GIVEN PROBLEM » Could you copy back each of the rows below, word for word and in the same order?
══ MATERIAL
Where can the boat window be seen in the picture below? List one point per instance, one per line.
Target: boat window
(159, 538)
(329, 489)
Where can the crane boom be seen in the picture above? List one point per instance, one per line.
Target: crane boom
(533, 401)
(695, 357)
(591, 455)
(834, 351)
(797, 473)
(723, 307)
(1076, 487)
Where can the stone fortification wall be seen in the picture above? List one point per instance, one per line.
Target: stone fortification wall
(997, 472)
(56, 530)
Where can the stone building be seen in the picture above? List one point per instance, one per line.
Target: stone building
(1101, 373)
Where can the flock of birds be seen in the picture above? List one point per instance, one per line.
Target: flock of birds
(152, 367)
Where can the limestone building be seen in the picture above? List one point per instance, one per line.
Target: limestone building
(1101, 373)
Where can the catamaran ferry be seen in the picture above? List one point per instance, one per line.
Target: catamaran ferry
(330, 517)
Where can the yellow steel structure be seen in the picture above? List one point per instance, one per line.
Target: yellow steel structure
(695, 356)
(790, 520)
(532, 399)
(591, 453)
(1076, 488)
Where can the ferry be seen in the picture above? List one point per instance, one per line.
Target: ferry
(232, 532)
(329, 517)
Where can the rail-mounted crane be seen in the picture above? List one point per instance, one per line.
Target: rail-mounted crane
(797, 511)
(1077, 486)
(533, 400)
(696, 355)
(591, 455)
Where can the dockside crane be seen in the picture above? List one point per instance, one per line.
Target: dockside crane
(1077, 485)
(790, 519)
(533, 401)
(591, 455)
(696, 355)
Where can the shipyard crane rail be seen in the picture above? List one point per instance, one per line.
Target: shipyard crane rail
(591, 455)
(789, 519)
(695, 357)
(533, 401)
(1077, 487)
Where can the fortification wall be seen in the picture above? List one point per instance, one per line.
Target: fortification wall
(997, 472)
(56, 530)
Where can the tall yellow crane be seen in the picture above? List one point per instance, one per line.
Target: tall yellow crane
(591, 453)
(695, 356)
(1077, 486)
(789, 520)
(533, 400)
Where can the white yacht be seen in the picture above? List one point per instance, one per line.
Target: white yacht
════
RESPONSE »
Where can the boat window be seen in the picture below? List one point per instance, one per line.
Target: boat window
(159, 538)
(329, 489)
Where can the crane boom be seen in the picture above? List one point per instance, one per line.
Target: crane boom
(533, 401)
(695, 357)
(591, 455)
(834, 351)
(797, 473)
(723, 307)
(1076, 487)
Where can the stone fortification wall be seen in the picture above? List one point per instance, one per line.
Target: stone fortification wall
(997, 472)
(56, 530)
Where can the stone building be seen in the picture above? List one point per instance, one per line.
Target: stone building
(1101, 373)
Where can the flock of birds be seen in the picture above? List one point per instance, one per line.
Target: flock of birds
(152, 367)
Where can the limestone building be seen in the picture above? List one point per instance, one per line.
Target: limestone building
(1101, 373)
Where can the catamaran ferry be seen in the picture above? List one point per instance, one per line.
Target: catamaran ferry
(330, 517)
Where can the yellow steel structure be seen in the picture above? List one point per instance, one per line.
Target: yellow steel structure
(695, 356)
(790, 520)
(532, 399)
(591, 453)
(1076, 488)
Where can the ferry be seen in the picture above? List one point per instance, one per line.
Target: ferry
(232, 532)
(329, 517)
Where can the rail-mounted crane be seen in the picture above? List one point per instance, one per line.
Target: rail-mounted crane
(797, 511)
(1077, 486)
(533, 400)
(696, 355)
(591, 455)
Where can the dockside crane be seen in the picture above? List one point per instance, one per line.
Target: dockside crane
(1077, 485)
(790, 519)
(533, 401)
(591, 455)
(696, 355)
Where can the shipyard crane rail be seen in the picture above? List one point per instance, one per line.
Target: shipyard crane rail
(591, 455)
(789, 519)
(695, 357)
(533, 401)
(1077, 487)
Where can the fortification wall be seen in the picture above? List one point per instance, one per line.
Target: fortification wall
(997, 472)
(56, 530)
Where can the tall yellow crane be seen in the picture above? List one point per instance, one per line.
Target: tall yellow crane
(591, 453)
(695, 356)
(1077, 486)
(789, 520)
(533, 400)
Where can the white yacht be seen in the picture above? List one point per instance, one per line.
Target: white yacht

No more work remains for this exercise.